(Stored records)
* * * * * * * * *

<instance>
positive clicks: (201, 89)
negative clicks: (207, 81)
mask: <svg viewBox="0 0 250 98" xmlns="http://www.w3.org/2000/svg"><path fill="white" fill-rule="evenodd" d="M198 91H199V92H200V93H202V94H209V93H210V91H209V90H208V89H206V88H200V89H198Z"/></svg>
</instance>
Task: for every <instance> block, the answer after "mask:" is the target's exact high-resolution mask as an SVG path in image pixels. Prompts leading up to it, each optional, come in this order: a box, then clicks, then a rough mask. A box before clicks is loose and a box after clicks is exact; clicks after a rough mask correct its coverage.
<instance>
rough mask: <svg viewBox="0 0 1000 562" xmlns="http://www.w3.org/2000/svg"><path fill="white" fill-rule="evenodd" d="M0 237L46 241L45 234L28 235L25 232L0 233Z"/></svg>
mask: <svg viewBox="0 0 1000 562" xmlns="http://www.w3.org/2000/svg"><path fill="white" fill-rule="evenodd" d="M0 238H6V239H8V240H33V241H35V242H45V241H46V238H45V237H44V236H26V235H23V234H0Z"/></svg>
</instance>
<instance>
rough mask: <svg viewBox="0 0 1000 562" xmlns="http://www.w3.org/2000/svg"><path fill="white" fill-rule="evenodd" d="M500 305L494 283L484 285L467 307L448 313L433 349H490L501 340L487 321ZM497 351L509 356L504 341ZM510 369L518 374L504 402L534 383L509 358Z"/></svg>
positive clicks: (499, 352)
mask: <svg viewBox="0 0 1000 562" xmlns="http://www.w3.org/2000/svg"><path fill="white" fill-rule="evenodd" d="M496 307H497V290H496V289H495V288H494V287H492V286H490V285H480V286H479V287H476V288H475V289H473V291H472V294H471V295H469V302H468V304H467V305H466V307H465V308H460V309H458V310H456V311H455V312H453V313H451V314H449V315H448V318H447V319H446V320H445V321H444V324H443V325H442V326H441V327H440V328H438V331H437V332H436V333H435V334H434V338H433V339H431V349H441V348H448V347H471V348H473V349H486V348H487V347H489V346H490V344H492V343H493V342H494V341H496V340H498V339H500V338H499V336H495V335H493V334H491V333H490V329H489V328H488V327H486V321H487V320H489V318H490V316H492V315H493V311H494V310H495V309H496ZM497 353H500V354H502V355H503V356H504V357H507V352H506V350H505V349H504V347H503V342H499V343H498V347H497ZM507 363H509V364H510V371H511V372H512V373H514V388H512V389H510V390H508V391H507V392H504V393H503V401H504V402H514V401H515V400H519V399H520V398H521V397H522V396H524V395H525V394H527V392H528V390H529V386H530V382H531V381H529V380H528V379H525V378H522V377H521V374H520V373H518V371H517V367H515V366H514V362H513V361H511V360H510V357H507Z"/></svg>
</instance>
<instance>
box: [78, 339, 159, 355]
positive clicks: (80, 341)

* * * * * * * * *

To do → Extract every line from the rows above that contains the string "clicks".

Solution to this problem →
positive clicks: (201, 89)
negative clicks: (207, 81)
Task: for every <instance> block, the answer after "mask:" is the target's exact high-resolution mask as an SVG path in image pixels. Prompts leading up to it, each optional, come in this order: a box, then clicks, then a rough mask. A box before clicks is loose and a box after clicks is exact; clicks after a rough mask correct its coverage.
positive clicks: (499, 352)
positive clicks: (80, 341)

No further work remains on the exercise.